> _Input data_:
<<<<
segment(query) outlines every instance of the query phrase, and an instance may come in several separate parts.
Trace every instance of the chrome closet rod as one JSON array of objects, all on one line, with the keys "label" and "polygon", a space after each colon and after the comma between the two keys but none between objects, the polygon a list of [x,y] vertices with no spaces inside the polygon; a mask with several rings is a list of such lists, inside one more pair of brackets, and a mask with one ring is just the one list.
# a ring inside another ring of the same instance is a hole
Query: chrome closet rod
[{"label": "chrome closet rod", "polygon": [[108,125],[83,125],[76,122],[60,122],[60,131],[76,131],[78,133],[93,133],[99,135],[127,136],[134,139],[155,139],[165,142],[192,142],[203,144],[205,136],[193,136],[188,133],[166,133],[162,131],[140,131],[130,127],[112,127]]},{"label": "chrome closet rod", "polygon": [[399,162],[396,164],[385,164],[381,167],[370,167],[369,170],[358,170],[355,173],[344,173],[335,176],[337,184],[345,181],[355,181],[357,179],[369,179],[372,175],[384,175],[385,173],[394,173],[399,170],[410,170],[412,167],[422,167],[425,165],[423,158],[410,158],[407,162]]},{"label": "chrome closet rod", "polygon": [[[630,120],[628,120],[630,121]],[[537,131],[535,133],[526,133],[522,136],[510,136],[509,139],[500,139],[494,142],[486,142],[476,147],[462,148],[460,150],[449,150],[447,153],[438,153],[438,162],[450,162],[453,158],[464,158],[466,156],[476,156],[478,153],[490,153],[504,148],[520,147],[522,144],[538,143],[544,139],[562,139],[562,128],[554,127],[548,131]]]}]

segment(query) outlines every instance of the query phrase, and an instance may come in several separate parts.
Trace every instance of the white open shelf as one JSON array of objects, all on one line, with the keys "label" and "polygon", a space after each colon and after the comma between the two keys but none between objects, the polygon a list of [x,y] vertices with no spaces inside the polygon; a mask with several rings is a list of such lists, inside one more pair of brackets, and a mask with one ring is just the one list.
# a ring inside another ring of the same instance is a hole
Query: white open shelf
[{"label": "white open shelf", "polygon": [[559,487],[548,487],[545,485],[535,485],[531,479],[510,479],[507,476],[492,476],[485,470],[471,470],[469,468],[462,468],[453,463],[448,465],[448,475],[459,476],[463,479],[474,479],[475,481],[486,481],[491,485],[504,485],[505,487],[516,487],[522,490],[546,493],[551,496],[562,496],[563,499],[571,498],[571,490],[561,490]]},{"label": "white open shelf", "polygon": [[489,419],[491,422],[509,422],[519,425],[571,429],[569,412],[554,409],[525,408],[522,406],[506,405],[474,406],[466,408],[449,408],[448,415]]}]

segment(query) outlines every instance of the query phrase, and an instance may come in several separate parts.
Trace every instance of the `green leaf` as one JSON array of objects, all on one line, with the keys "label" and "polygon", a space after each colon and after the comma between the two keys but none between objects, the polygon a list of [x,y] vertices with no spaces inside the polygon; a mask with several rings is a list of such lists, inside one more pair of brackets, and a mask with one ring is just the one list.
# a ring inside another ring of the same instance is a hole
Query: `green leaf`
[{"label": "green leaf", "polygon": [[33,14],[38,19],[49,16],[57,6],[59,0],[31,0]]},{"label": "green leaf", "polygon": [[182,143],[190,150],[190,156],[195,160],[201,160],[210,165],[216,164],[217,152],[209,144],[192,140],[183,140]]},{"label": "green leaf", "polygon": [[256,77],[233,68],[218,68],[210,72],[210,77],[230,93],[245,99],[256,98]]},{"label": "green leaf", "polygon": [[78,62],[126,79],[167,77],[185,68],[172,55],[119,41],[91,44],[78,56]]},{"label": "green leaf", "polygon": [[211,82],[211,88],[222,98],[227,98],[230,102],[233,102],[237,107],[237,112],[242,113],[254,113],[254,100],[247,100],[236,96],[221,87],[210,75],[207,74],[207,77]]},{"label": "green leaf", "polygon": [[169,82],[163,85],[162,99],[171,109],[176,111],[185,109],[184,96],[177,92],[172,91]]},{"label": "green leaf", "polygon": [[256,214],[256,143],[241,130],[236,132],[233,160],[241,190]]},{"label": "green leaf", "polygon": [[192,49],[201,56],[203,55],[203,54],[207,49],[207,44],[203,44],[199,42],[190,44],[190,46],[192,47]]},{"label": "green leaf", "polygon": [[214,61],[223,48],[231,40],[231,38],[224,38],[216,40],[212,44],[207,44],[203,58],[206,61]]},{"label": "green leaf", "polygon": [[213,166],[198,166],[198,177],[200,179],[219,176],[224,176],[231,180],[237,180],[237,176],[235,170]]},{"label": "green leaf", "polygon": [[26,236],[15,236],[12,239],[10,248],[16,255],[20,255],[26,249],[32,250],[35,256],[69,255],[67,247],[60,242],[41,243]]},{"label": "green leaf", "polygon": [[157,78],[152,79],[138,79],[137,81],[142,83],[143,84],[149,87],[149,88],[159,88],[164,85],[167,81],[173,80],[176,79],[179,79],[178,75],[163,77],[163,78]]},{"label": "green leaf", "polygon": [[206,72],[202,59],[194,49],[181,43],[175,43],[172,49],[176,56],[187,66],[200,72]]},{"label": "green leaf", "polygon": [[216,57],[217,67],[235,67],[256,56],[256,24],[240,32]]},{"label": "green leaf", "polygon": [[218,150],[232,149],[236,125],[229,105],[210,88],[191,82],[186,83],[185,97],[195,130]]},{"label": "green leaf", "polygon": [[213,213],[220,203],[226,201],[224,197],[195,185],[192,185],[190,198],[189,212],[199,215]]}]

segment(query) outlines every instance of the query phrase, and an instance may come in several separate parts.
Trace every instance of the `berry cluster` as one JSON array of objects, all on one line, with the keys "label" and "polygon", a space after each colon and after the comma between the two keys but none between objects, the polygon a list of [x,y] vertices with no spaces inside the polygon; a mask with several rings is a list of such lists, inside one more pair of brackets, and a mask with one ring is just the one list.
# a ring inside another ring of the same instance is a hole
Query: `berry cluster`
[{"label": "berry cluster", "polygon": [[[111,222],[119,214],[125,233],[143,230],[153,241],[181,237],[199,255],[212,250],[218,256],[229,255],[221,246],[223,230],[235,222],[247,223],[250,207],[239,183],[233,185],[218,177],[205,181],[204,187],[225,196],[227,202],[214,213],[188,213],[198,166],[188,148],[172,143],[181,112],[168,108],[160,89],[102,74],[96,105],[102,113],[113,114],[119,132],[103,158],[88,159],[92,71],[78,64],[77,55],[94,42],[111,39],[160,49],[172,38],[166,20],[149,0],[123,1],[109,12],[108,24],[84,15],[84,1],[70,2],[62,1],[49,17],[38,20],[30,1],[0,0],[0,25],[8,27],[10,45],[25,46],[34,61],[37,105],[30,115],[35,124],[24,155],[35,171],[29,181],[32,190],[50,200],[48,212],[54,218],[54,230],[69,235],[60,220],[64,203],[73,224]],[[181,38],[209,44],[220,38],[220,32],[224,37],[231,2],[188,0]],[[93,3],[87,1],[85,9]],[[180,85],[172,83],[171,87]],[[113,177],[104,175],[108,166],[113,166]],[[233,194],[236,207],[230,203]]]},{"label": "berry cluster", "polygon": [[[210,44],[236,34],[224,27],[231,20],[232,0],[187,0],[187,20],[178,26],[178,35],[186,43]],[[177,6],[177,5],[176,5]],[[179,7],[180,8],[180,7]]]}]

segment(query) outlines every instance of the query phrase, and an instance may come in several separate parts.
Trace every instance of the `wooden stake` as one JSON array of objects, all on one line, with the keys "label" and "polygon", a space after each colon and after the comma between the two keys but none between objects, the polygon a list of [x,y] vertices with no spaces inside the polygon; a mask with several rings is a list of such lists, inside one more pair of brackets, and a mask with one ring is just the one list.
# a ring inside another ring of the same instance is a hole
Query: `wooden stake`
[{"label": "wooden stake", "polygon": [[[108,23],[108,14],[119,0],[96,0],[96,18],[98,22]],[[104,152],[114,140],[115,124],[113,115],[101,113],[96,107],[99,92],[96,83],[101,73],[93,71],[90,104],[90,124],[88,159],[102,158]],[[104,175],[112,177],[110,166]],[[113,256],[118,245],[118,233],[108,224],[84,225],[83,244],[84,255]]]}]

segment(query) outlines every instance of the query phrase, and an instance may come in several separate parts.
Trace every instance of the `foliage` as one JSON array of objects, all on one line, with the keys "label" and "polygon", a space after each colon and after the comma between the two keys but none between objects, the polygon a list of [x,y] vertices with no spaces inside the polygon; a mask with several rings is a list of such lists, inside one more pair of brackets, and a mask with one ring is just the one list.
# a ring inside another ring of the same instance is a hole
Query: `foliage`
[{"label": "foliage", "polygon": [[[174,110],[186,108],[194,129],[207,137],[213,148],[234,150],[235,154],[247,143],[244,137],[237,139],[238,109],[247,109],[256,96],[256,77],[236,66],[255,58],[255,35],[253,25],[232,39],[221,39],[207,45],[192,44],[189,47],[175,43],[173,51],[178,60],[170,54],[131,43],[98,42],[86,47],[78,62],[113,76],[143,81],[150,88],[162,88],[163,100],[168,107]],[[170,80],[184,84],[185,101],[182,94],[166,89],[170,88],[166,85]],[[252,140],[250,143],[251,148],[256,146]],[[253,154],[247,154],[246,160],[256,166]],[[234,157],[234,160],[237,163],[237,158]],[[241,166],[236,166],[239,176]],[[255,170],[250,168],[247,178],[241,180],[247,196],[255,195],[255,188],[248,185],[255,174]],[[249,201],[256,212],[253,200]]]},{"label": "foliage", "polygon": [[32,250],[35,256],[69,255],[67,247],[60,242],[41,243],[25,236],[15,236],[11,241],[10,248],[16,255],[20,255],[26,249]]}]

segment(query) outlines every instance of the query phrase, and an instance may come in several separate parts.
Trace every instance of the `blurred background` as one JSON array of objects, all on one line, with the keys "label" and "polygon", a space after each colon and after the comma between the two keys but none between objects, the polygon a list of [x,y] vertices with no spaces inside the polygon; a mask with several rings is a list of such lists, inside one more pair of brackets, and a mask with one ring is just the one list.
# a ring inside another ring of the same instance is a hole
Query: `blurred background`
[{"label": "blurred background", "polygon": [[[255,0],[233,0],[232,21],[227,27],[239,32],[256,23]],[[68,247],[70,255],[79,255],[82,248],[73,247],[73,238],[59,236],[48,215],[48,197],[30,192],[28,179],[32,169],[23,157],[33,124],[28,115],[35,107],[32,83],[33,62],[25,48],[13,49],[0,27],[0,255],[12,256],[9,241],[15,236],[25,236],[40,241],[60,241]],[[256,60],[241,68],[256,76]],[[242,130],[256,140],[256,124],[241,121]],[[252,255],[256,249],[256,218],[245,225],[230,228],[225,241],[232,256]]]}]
>>>>
> _Do this_: Can you give the rows from the very first line through the line with "Query: chrome closet rod" as a Markdown table, with columns No. and Line holding each line's number and its text, and blank lines left out?

> _Completed task_:
| No. | Line |
|---|---|
| 1 | segment(query) outlines every instance of the query phrase, and an instance may come in several separate parts. |
| 2 | Trace every instance of the chrome closet rod as one JSON array of objects, all on one line, with the keys "label" and "polygon", a space after each colon and after the comma between the two keys but none between objects, the polygon a list of [x,y] vertices with no spaces inside the polygon; a mask with several rings is a list of such lists, inside one more pair of brackets, and a mask with one ring is just the one list. |
| 3 | # a ring inside another ring of the same instance is a hole |
| 4 | Query: chrome closet rod |